* [What you need to do]
a - Name every person mentioned in the Roy Evans profile.
b - Please write out the part of the Roy Evans profile that opens with the words containing "Evans made his" and closes with "be proved right.".

LFC Managers - Premier League era
Nationality : English
Date Appointed : January 1994
Date Left : November 1998
Games Played : 244
Games Won : 123
Trophies Won : 1
Roy Evans began his love affair with Liverpool Football Club at the age of 7, when he attended his first game at Anfield. As he grew older he went on to represent England Schoolboys before joining Liverpool as an apprentice in 1965.
Evans made his full debut in 1969, going on to play three games in the 69/70 season. During the next few years Evans made occasional appearances at left-back in Bill Shankly's all-conquering team. After Shankly's shock retirement the new manager Bob Paisley persuaded Evans to retire from playing in 1974, and at only 25 years of age, to direct his talents towards coaching. Roy Evans thus became the youngest member of the legendary "Boot Room". At the time, the then Chairman, John Smith, predicted "We have not made an appointment for the present, but for the future. One day Roy Evans will be our manager." Twenty years later he would be proved right.

Records in a dataset:
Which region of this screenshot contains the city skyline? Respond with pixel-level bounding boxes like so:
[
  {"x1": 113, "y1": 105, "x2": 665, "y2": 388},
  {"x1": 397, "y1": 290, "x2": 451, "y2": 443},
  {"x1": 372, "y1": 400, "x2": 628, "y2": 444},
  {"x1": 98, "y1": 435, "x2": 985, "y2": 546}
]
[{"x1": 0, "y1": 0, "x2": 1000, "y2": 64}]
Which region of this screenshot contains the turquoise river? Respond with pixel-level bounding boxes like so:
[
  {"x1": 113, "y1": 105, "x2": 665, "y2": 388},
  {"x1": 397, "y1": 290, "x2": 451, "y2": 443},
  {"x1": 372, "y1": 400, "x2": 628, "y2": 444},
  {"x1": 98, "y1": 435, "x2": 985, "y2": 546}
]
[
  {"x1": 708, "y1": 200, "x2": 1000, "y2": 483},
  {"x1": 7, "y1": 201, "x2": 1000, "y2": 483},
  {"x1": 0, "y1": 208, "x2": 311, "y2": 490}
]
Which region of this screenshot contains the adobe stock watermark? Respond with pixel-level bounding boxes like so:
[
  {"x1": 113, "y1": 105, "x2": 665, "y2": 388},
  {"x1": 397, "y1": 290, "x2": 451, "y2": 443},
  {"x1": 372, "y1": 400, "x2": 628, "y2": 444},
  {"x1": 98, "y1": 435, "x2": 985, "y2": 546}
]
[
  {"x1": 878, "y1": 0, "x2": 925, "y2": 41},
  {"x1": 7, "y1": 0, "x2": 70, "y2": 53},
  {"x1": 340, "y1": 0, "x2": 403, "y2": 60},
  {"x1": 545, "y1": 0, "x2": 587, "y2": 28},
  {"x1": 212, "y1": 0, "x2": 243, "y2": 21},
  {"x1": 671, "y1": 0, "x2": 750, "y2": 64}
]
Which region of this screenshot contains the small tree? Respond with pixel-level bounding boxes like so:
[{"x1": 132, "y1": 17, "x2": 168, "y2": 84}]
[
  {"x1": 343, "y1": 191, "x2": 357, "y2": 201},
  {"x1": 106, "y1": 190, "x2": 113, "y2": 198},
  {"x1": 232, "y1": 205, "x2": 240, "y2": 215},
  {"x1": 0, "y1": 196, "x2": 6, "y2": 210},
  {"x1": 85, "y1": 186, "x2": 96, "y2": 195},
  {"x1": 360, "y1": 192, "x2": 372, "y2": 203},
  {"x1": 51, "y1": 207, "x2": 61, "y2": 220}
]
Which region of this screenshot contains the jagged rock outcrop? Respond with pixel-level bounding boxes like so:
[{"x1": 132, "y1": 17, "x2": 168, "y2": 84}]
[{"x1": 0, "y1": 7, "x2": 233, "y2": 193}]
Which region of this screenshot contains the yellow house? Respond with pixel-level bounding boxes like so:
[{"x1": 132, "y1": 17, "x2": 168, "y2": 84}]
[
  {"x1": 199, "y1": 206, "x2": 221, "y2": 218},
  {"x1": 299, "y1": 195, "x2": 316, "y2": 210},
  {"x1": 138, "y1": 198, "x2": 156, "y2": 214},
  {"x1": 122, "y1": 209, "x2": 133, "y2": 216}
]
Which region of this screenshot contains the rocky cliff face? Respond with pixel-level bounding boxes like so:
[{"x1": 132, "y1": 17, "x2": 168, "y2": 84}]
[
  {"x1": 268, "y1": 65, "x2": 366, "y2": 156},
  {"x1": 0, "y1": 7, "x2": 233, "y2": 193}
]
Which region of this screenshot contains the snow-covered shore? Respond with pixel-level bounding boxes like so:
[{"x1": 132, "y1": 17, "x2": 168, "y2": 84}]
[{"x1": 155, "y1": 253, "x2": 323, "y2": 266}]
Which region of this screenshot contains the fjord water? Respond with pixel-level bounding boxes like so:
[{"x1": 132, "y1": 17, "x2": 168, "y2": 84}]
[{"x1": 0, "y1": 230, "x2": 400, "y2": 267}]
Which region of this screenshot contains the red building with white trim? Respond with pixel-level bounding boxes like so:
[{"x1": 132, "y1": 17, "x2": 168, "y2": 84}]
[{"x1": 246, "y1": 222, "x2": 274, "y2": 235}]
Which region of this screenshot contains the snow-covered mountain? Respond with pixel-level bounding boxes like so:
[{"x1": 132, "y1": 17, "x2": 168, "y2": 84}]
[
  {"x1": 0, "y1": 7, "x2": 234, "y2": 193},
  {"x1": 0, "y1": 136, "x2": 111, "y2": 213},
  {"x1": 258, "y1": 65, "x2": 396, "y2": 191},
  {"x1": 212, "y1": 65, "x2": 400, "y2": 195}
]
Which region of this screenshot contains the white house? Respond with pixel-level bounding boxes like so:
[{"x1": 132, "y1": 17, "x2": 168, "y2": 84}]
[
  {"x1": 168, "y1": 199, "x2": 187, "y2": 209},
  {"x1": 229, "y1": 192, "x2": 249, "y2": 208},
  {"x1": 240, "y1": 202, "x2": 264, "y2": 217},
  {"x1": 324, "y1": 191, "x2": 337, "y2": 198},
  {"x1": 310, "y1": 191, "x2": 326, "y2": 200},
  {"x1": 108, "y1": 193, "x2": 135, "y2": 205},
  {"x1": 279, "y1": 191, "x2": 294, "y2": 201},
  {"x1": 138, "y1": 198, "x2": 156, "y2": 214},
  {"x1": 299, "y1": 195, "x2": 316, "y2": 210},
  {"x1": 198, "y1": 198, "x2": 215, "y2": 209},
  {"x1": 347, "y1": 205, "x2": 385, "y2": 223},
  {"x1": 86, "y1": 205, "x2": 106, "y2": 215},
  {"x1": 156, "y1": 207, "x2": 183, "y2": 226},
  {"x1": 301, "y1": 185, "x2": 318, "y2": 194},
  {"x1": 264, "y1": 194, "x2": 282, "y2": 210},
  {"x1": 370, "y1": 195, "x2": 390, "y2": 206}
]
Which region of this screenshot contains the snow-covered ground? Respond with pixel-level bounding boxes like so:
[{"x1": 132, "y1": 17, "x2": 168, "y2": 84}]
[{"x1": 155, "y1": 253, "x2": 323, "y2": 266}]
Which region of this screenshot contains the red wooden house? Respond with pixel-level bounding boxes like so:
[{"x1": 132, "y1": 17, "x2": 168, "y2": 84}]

* [Written answers]
a - Roy Evans, Bill Shankly, Bob Paisley, John Smith

b -
Evans made his full debut in 1969, going on to play three games in the 69/70 season. During the next few years Evans made occasional appearances at left-back in Bill Shankly's all-conquering team. After Shankly's shock retirement the new manager Bob Paisley persuaded Evans to retire from playing in 1974, and at only 25 years of age, to direct his talents towards coaching. Roy Evans thus became the youngest member of the legendary "Boot Room". At the time, the then Chairman, John Smith, predicted "We have not made an appointment for the present, but for the future. One day Roy Evans will be our manager." Twenty years later he would be proved right.